= Sigmund Abeles =

American printmaker and sculptor (1934–2025)

Sigmund Abeles (November 6, 1934 – December 21, 2025) was an American figurative artist and art educator. His work embodies the "expressive and psychological aspects of the human figure; an art focused on the life cycle." He taught art for 27 years at various institutions including Swain School of Design, Wellesley College, Boston University, the National Academy, and the Art Students League of New York. He was Professor Emeritus at the University of New Hampshire, and worked full-time in his NYC and upstate NY studios.

Abeles was the recipient of numerous grants and awards for printmaking, drawing, painting, and sculpture, including Pastel Society of America Hall of Fame honoree in 2004 and most recently the Artists' Fellowship 2017 Benjamin West Clinedinst Medal. His work can be found in many public institutions including the Museum of Fine Arts, Boston, Art Institute of Chicago, Metropolitan Museum of Art, Philadelphia Museum of Art, and the Whitney Museum of American Art. Abeles was one of three artists featured in Manfred Kirchheimer's 2012 feature-length independent film Art Is... The Permanent Revolution, on the history of the art of protest in prints.

## What the task requires
According to the text on Sigmund Abeles, for how many years did he teach art?

Excerpts from a dataset
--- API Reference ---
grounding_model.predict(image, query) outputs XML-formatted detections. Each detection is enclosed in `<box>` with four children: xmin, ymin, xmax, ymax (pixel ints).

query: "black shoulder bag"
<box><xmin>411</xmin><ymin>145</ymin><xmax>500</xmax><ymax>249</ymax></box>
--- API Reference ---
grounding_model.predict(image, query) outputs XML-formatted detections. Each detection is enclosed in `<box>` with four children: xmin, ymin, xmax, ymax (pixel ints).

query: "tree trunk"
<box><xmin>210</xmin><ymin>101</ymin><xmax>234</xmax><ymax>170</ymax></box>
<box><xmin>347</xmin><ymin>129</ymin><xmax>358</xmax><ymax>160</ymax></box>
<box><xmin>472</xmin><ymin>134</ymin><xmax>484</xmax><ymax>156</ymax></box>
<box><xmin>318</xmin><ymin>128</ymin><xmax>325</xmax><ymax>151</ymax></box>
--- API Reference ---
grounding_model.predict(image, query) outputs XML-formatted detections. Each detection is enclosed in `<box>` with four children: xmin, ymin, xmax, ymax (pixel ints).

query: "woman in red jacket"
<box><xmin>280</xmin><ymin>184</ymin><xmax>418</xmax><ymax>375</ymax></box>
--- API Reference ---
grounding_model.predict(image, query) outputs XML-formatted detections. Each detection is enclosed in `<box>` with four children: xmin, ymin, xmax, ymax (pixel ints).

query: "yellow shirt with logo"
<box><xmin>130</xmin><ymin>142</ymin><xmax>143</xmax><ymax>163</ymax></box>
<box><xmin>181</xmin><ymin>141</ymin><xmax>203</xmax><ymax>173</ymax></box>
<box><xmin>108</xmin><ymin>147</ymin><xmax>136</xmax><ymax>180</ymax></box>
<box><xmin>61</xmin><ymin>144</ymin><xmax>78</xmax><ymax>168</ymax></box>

## Answer space
He taught art for 27 years.